**** EXTRACTED RECORDS ****

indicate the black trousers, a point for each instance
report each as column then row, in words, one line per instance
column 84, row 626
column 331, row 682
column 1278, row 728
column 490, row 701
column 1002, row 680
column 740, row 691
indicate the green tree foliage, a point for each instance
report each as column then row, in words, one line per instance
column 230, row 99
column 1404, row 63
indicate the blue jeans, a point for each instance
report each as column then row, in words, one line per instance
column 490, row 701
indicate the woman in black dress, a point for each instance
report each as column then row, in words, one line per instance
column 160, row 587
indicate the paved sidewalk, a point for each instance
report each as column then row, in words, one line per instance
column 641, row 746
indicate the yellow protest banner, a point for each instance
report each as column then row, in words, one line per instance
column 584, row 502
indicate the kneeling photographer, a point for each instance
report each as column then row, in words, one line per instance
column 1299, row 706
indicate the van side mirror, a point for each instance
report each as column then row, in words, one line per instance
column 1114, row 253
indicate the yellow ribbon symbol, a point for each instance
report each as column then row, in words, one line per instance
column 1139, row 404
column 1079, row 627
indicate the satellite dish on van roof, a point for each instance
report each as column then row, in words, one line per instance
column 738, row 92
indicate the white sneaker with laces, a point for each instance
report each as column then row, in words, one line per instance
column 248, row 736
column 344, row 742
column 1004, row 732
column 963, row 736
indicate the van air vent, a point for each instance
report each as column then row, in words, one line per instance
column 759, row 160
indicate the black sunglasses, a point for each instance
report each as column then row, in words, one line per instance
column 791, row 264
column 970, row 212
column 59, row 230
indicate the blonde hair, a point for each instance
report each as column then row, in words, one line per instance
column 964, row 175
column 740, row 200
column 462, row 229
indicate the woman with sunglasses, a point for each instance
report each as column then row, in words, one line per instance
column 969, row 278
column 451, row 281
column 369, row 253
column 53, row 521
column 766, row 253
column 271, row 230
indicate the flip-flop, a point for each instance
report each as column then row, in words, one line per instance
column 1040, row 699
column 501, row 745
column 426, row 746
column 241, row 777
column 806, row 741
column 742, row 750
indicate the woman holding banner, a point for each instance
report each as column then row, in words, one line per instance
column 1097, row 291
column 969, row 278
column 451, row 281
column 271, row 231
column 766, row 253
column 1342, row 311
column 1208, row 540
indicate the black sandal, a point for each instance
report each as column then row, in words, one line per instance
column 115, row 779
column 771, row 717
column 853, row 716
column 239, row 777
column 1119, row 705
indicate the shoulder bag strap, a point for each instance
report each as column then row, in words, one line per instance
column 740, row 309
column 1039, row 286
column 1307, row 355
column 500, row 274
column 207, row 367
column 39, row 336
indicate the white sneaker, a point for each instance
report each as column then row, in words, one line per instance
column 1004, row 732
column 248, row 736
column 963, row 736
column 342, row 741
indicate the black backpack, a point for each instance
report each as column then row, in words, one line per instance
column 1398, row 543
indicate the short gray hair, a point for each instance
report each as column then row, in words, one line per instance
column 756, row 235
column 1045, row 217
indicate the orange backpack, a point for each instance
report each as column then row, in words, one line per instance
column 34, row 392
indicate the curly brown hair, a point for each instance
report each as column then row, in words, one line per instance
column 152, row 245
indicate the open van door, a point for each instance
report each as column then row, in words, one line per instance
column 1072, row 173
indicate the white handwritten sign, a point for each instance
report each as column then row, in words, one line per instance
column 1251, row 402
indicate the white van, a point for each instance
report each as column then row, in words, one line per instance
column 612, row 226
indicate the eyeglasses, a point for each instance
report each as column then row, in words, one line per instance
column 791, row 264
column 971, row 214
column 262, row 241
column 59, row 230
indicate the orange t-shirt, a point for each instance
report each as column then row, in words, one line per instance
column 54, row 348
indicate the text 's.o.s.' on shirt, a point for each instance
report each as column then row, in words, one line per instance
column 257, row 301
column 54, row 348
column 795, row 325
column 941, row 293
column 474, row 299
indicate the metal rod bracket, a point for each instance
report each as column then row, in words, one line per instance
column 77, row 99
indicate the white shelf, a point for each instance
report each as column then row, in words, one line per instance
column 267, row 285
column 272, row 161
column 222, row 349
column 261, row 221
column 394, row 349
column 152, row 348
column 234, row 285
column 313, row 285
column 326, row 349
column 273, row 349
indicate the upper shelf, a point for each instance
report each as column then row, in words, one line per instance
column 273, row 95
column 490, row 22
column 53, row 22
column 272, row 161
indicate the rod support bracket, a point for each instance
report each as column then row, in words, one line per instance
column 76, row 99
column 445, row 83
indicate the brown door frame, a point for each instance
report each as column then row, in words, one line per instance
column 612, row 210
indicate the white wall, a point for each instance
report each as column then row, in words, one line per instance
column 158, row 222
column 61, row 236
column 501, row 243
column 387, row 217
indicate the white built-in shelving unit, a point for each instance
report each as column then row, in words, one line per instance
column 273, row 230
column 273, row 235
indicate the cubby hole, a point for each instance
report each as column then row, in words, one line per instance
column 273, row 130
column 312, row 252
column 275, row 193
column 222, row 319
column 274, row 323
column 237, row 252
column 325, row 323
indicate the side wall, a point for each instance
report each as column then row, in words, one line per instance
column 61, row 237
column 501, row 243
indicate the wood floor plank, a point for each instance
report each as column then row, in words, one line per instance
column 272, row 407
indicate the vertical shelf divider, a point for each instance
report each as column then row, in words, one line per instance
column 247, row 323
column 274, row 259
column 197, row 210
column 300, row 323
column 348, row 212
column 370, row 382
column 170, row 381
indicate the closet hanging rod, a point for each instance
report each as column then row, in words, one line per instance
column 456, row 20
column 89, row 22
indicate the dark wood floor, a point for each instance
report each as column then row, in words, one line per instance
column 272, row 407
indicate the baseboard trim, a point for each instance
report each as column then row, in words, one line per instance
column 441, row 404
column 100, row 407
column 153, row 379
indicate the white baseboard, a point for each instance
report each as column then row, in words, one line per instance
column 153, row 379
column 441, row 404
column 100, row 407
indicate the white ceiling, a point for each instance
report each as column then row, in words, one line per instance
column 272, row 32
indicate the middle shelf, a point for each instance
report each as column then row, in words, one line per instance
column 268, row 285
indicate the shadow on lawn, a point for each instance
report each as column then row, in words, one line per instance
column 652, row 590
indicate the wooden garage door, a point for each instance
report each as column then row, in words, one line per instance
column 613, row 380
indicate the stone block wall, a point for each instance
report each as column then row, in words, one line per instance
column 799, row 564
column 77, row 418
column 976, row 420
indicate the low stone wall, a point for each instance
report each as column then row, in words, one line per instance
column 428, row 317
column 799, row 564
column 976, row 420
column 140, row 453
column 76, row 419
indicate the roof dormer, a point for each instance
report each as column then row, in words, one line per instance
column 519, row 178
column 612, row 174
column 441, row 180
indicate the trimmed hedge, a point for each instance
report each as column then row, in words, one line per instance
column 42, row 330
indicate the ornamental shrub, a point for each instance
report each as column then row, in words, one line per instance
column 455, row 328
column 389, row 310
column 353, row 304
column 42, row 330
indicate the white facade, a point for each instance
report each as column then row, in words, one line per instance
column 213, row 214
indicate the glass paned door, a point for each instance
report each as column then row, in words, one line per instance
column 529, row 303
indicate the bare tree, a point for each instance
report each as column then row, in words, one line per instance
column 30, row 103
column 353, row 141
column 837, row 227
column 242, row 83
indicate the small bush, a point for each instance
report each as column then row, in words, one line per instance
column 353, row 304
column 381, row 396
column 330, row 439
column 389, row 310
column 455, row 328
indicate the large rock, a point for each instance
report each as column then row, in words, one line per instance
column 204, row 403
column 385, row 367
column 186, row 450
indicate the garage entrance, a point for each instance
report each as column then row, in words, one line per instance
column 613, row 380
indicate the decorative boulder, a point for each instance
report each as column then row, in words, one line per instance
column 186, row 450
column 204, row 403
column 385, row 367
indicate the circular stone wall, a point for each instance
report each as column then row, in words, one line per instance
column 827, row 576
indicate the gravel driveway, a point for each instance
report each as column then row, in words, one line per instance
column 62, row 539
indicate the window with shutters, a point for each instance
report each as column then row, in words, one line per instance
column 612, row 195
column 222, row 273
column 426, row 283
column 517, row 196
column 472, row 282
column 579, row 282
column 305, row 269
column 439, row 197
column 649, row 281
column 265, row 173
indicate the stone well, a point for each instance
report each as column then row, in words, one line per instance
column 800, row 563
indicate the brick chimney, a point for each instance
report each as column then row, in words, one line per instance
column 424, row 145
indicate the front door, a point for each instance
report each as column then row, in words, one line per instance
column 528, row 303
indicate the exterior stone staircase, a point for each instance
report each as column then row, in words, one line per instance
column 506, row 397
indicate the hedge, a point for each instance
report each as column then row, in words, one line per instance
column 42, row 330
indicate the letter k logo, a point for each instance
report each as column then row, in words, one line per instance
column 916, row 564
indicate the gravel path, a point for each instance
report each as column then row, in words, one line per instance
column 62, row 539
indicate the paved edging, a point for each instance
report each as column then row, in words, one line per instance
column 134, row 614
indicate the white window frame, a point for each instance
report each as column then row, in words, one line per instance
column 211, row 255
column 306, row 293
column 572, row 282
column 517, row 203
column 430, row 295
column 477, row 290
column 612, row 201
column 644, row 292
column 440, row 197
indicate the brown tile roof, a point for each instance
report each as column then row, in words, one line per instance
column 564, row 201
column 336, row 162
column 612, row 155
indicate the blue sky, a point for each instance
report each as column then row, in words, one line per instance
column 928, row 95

****

• _WHAT THIS TASK INVOLVES_:
Please repeat the entries word for word, starting with the very first line and ending after the line that contains "column 740, row 691".

• _REPLY_:
indicate the black trousers, a point for each instance
report each as column then row, in words, one line per instance
column 84, row 626
column 331, row 682
column 1278, row 728
column 490, row 701
column 1002, row 680
column 740, row 691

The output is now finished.